### WRITTEN REQUEST:
Find "Practice step: point at the person standing" in the records that follow; print that line and each subsequent line through the last one, verbatim and with nothing added.

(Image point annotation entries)
————————

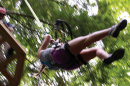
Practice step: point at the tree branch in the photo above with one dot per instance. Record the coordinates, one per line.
(24, 15)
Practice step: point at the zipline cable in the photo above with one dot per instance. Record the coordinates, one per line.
(35, 16)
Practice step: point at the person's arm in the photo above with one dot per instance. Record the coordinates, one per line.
(37, 74)
(9, 26)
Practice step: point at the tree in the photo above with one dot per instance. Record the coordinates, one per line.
(30, 36)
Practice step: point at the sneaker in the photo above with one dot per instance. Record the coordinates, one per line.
(115, 30)
(118, 54)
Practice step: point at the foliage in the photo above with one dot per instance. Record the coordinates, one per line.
(30, 36)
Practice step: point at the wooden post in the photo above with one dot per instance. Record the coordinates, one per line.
(20, 56)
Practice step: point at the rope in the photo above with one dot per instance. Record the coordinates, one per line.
(35, 16)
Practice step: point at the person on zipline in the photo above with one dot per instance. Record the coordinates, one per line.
(73, 54)
(8, 50)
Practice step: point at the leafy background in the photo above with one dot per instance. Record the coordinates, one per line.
(83, 19)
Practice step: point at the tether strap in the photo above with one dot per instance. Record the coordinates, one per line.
(81, 59)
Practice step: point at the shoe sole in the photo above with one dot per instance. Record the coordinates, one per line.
(118, 54)
(119, 27)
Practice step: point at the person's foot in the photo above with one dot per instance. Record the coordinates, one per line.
(118, 54)
(115, 30)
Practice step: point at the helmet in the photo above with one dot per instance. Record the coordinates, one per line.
(2, 11)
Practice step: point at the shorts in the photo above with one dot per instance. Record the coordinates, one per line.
(65, 60)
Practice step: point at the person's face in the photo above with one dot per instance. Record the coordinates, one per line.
(1, 16)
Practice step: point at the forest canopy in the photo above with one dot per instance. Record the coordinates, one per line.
(84, 17)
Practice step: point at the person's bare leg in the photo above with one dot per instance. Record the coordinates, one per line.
(77, 44)
(88, 54)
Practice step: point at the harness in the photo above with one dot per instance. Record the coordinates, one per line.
(78, 58)
(55, 46)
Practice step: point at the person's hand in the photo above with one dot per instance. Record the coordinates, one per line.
(52, 41)
(35, 75)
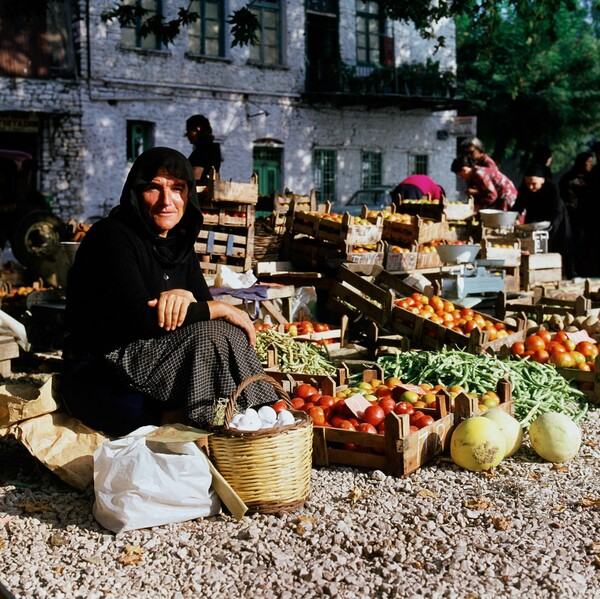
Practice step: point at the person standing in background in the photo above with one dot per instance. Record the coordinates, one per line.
(540, 199)
(473, 148)
(489, 187)
(573, 187)
(207, 152)
(415, 187)
(542, 155)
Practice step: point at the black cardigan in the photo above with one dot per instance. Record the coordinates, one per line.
(114, 275)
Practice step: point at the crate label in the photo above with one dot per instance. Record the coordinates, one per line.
(358, 404)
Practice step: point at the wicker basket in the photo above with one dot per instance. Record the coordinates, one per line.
(269, 469)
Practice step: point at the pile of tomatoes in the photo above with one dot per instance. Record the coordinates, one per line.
(445, 313)
(384, 397)
(558, 349)
(293, 329)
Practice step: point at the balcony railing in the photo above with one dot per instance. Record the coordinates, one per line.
(411, 79)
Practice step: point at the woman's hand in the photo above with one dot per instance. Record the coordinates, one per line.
(171, 307)
(234, 316)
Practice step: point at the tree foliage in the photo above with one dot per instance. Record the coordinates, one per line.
(534, 77)
(424, 15)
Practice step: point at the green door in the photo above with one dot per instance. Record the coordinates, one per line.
(267, 165)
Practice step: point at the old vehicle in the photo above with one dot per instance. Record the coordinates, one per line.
(26, 220)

————————

### TASK RESPONSE:
Practice step: point at the person standing in background in the photo above with one dot per instance. Record the coordinates, one per line.
(540, 199)
(473, 148)
(489, 187)
(573, 187)
(207, 152)
(415, 187)
(542, 155)
Practice step: point at the black cardigan in the photo above with one dot per instance. Record the coordinates, one per line.
(114, 275)
Practice step: point at the crate label in the photo above with one dot per instance. Record the coordinates, one per line.
(358, 404)
Practice step: point at the wicker basket in the photo above with one dot per instance. Record the coordinates, one per line.
(269, 469)
Practice step: point at the pile of tomatoes in the photo above with one dot per instance. Record the coordinates, one per line.
(445, 313)
(384, 397)
(558, 349)
(293, 329)
Practice step: point at the balcony railing in the photo above with one dot per instance. Record the coordinates, one per line.
(411, 79)
Practice step: point at the woman's hand in the photo above with one dot per instance. Record the coordinates, one per line.
(171, 307)
(234, 316)
Practice step: point at the tree foliage in the photo above with one dot per instance. Record the coordinates, one per line.
(534, 77)
(424, 15)
Practice step: point at the green door in the photo above with one dot per instance. Record the coordinates, one per line.
(267, 165)
Practice step: point at the old vehicle in the photo above with one dot per instance. Record the coordinates, one per line.
(26, 220)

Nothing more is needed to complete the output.